Rescale the point coordinates in the answers by multiplying every x and y value by 1.6 and rounding to the nearest whole number, with halves rounded up. Reproduce every line of all the records below, requests included, and leave the requests unchanged.

______________________________

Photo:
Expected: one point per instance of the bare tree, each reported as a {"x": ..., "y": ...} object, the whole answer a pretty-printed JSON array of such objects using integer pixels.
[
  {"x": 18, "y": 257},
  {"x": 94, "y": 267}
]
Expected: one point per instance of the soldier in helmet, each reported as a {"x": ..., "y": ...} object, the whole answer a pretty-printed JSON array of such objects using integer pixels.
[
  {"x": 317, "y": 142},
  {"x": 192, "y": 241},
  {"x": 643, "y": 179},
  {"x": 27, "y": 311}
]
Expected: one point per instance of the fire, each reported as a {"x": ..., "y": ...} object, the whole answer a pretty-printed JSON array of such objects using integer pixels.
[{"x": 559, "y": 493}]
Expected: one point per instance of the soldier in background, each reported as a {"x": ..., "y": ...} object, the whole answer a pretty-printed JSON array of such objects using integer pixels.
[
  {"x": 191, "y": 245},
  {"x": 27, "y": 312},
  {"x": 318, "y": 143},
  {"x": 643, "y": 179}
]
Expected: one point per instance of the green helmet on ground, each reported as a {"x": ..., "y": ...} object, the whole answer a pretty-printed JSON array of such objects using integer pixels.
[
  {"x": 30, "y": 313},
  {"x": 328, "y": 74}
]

______________________________

*Response to this task*.
Photo:
Expected: one point per instance of the bare tree, each reported as a {"x": ..., "y": ...} object, the whole answer a pretty-printed JSON array of such objects using integer pixels.
[
  {"x": 29, "y": 411},
  {"x": 150, "y": 427}
]
Expected: one point per instance of the soldier in helmet, each reported as a {"x": ..., "y": ...} object, the whole answer a pretty-printed JSON array of such objects using integer pixels.
[
  {"x": 507, "y": 227},
  {"x": 307, "y": 386},
  {"x": 1029, "y": 286},
  {"x": 43, "y": 498}
]
Expected: one point per instance of the fire, each reported as a {"x": ..., "y": ...} object, the whole answer a pretty-printed JSON array of such objects using integer pixels.
[{"x": 894, "y": 789}]
Expected: one point per instance of the soldier in background, each reported as a {"x": ..., "y": ...} object, the whole answer a pretty-printed JSON array of such objects using integer pixels.
[
  {"x": 306, "y": 392},
  {"x": 43, "y": 499},
  {"x": 509, "y": 229},
  {"x": 1029, "y": 286}
]
Expected: one point per instance of the green helmet on ground, each reported as a {"x": ..., "y": ...} object, the whole answer a pretty-printed JSON array of such objects using integer pixels.
[
  {"x": 48, "y": 501},
  {"x": 525, "y": 118}
]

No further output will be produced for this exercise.